# Work task
Copy out the article on platelet-rich plasma injections word for word.

# Selected excerpt

* * *

Trendy athletic therapy may not have any benefit


It’s called PRP, or platelet-rich plasma injection. There was a lot of press about it when a doctor in Toronto was charged for allegedly importing controlled or banned substances into Canada and the U.S. He had allegedly been using these substances for the treatment of some high-level athletes. Although these allegations haven’t been proven, and the athletes’ handlers deny any use of these substances, the issue of PRP was elevated to headline news.

PRP involves drawing blood from a patient, just as you would for a blood test, then spinning the blood in a centrifuge to separate out the cellular part of the blood from the plasma, or liquid part. This plasma is then reinjected into the patient at the site of their injury.

The idea is that chronic injuries fail to heal because there isn’t enough blood flow into those areas, to deliver the constituents in the plasma that are necessary to heal. By injecting the plasma directly into that area, one is supposed to improve healing.

But a study done in the Netherlands, published earlier this year in the Journal of the American Medical Association, showed that there is little benefit to the technique.

This study was a double-blinded, placebo-controlled study. This means that neither the researchers nor the patients knew if they were actually getting the PRP injection or an injection of salt water. 54 people with Achilles tendonitis were assessed, half got the PRP and half got the saline injection. All of them also had exercises prescribed. At the end of the six-month study, although both groups improved, there was no difference in the two groups in terms of their pain level or their activity level.

In other words, there was no significant effect of PRP in this study.


Other studies done on PRP have not been blinded. This biases patient to thinking that they’re going to get better. If you tell someone you’re doing something that will help, even if all you’re really doing is injecting saline, or giving a sugar pill, up to one-third of patients feel better. This is the placebo effect. By telling people you’re doing something helpful, some will feel better. If you charge people significant amounts of money for treatment, it means that already, even before doing treatment, those people who decide they’ll spend the money will more likely believe that the treatment helped. After all, they spent all that money, so the treatment must work, right?

While this technique has gotten a lot of press lately, there isn’t the body of scientific evidence behind it to make me comfortable recommending it or offering it to my patients.

* * *

# Material supplied
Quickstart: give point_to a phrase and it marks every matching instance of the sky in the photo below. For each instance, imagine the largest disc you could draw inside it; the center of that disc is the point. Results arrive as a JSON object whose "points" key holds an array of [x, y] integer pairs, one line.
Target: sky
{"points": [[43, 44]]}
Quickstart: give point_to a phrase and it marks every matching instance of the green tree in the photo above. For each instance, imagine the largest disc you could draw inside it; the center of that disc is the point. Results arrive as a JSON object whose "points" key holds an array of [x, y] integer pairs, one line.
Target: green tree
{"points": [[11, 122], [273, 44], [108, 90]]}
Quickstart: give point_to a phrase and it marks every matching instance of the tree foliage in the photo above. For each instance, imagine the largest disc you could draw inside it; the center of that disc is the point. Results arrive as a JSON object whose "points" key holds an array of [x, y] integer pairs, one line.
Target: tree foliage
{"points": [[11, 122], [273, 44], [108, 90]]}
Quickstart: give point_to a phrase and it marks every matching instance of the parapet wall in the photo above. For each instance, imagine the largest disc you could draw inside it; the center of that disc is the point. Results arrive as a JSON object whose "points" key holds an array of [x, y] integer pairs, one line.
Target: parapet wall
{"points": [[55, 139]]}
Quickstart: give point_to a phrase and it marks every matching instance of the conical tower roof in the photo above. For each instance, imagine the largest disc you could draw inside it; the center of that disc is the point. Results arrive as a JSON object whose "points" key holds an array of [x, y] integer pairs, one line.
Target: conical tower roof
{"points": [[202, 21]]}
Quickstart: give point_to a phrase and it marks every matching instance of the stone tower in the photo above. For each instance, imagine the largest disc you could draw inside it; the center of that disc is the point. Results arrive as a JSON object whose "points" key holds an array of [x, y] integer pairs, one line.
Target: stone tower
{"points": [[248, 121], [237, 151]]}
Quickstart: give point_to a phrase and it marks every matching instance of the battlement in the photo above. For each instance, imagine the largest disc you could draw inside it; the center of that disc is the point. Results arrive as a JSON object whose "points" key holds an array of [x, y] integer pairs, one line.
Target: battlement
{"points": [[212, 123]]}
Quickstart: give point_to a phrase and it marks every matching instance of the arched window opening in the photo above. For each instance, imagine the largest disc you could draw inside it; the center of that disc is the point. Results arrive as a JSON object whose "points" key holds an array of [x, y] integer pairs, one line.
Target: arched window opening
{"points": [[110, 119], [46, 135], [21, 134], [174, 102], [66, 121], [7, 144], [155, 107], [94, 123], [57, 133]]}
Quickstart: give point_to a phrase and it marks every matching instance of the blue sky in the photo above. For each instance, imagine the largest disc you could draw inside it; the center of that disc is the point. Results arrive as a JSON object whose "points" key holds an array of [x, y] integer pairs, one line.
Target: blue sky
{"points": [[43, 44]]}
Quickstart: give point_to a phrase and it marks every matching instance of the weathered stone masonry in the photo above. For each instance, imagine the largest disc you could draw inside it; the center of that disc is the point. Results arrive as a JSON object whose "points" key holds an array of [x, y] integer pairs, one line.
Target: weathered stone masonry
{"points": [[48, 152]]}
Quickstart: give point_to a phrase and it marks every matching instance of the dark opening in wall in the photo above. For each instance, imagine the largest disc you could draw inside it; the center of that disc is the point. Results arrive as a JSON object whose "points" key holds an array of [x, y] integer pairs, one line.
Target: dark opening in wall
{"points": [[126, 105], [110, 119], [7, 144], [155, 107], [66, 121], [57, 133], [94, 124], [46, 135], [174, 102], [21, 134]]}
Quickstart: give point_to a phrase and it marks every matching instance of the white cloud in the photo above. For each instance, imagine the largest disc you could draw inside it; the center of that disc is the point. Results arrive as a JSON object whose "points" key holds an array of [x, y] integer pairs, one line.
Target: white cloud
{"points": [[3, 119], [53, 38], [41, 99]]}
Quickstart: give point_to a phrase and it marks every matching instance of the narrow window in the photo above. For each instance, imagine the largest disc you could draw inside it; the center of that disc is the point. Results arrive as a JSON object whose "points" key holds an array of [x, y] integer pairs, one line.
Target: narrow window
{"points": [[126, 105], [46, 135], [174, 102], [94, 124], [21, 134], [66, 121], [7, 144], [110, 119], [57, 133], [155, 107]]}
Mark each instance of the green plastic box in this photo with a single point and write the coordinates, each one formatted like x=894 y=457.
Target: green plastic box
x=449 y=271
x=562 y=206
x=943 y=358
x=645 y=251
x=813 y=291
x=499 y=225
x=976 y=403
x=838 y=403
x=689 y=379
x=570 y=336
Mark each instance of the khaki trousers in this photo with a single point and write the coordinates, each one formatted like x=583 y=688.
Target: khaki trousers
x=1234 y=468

* * *

# Exercise output
Trendy athletic therapy may not have any benefit


It’s called PRP, or platelet-rich plasma injection. There was a lot of press about it when a doctor in Toronto was charged for allegedly importing controlled or banned substances into Canada and the U.S. He had allegedly been using these substances for the treatment of some high-level athletes. Although these allegations haven’t been proven, and the athletes’ handlers deny any use of these substances, the issue of PRP was elevated to headline news.

PRP involves drawing blood from a patient, just as you would for a blood test, then spinning the blood in a centrifuge to separate out the cellular part of the blood from the plasma, or liquid part. This plasma is then reinjected into the patient at the site of their injury.

The idea is that chronic injuries fail to heal because there isn’t enough blood flow into those areas, to deliver the constituents in the plasma that are necessary to heal. By injecting the plasma directly into that area, one is supposed to improve healing.

But a study done in the Netherlands, published earlier this year in the Journal of the American Medical Association, showed that there is little benefit to the technique.

This study was a double-blinded, placebo-controlled study. This means that neither the researchers nor the patients knew if they were actually getting the PRP injection or an injection of salt water. 54 people with Achilles tendonitis were assessed, half got the PRP and half got the saline injection. All of them also had exercises prescribed. At the end of the six-month study, although both groups improved, there was no difference in the two groups in terms of their pain level or their activity level.

In other words, there was no significant effect of PRP in this study.


Other studies done on PRP have not been blinded. This biases patient to thinking that they’re going to get better. If you tell someone you’re doing something that will help, even if all you’re really doing is injecting saline, or giving a sugar pill, up to one-third of patients feel better. This is the placebo effect. By telling people you’re doing something helpful, some will feel better. If you charge people significant amounts of money for treatment, it means that already, even before doing treatment, those people who decide they’ll spend the money will more likely believe that the treatment helped. After all, they spent all that money, so the treatment must work, right?

While this technique has gotten a lot of press lately, there isn’t the body of scientific evidence behind it to make me comfortable recommending it or offering it to my patients.